**ASSIGNMENT A**
List every person named in the San Clemente Dam article, with the title or role the article gives each.
**ASSIGNMENT B**
For each statement, decide whether the San Clemente Dam article supports it, and back each yes or no with the article's deciding words in quotation marks: (i) The dam was built in 1921. (ii) The dam provides flood protection. (iii) Repairing the dam was estimated to cost more than removing it.
**ASSIGNMENT C**
Carry on the San Clemente Dam article from the point where it stops.

[SOURCE EXTRACT — start]

In what could be the largest dam removal project ever completed in California, government officials and a Monterey water company on Monday agreed to tear down the 106-foot-tall San Clemente Dam. The move is a victory for endangered steelhead trout which for decades have been blocked from their spawning grounds by the obsolete concrete structure on the Carmel River.
Monday's signed agreement ended more than 10 years of study and debate and sets in motion an $84 million project. The dam closure — a formidable engineering and biological enterprise — is expected to be watched by scientists and water managers around the United States.
"What we're doing here is truly of national significance," said U.S.
Rep. Sam Farr, D-Salinas, who fished in the Carmel River as a boy. "We are going to have some tough days ahead. But it is the right thing to do and we are going to get it done."Built in 1921, San Clemente Dam once stored drinking water for thousands of people around the Monterey Peninsula. It irrigated golf courses and helped run clanking sardine canneries.
But today its reservoir is 90 percent silted up, choked with sand and mud. And the dam doesn't provide electricity or flood protection.
"In 1921, this dam was a marvel of engineering. It has fulfilled its purpose and its usefulness is behind us," said Rob MacLean, president of the California American Water Co., which owns the dam.
State dam inspectors declared it
unsafe in 1991, at risk of collapse in a major earthquake. That left Cal Am with two choices: shore it up, estimated now to cost $50 million, or tear it down for $84 million.After leaning toward repairing it for several years because the cost was cheaper, the water company in 2008 announced it would tear the structure down. But last spring, it changed course, saying that the poor state budget and liability questions made removal unfeasible.
A long-running battle, potentially involving costly lawsuits, loomed. The National Marine Fisheries Service said it was not likely to issue permits for the repair work because the dam blocked upstream migration for steelhead trout, a silvery fish protected by the federal Endangered Species Act.
"We have been telling Cal Am that a project to buttress the dam would likely result in the fish becoming extinct," said Fisheries Service central coast supervisor Joyce Ambrosius, referring to the steelhead population on the Carmel River.
The impasse was broken after Cal Am named a new president, and Farr, whose district includes Monterey, Santa Cruz and San Benito counties, renewed his push for removal.

[SOURCE EXTRACT — finish]
[DATA BLOCK — start]

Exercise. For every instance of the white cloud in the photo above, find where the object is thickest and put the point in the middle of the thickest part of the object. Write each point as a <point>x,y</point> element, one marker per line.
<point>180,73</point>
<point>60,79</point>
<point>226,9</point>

[DATA BLOCK — finish]

**WRITTEN RESPONSE A**
- Sam Farr: U.S. Rep., D-Salinas, whose district includes Monterey, Santa Cruz and San Benito counties
- Rob MacLean: president of the California American Water Co., which owns the dam
- Joyce Ambrosius: Fisheries Service central coast supervisor

**WRITTEN RESPONSE B**
(i) Yes. "Built in 1921, San Clemente Dam once stored drinking water for thousands of people around the Monterey Peninsula."
(ii) No. "And the dam doesn't provide electricity or flood protection."
(iii) No. "shore it up, estimated now to cost $50 million, or tear it down for $84 million."

**WRITTEN RESPONSE C**
Under Monday's agreement, Cal Am will provide $50 million by raising rates on its 110,000 water customers in Monterey County. Federal and state agencies, led by the California Coastal Conservancy in Oakland, will work to secure the remaining $34 million.
Sam Schuchat, executive officer of the Coastal Conservancy, said he expects to tap existing state bond money, federal grants and private foundations for the money.
Biologists consider the Carmel River one of the top steelhead runs between Los Angeles and San Francisco, with 400 to 800 steelhead returning each year to spawn, although that number has been declining. Removing the dam would open up 25 miles of the river.
Under Monday's plan, the Carmel River would be rerouted for half a mile around the dam, the dam would be torn down, and the sediment would be left in place, held by large rocks. That way, the debris, which would fill 250,000 dump trucks, won't have to be hauled away. Construction on the channel to reroute the river would start in 2013, with completion of the project three years after that.
The largest dam ever removed in California was the 55-foot Sweasey Dam near Eureka in 1970 after it silted up. About 50 smaller dams in California, mostly 10 feet or so high, have been removed in the past 20 years. A $150 million project to tear down the 165-foot Matilija Dam in Ventura County, which is also silted up, was approved in 2004 by county officials, but has not been implemented yet because of funding shortfalls.
The question is which one will get the permits and the funding to go first.
"It's kind of a no-brainer when you have dams that provide no benefits," said Steve Evans, conservation director with Friends of the River, a Sacramento environmental group. "But these projects are a little more complicated than taking down some concrete."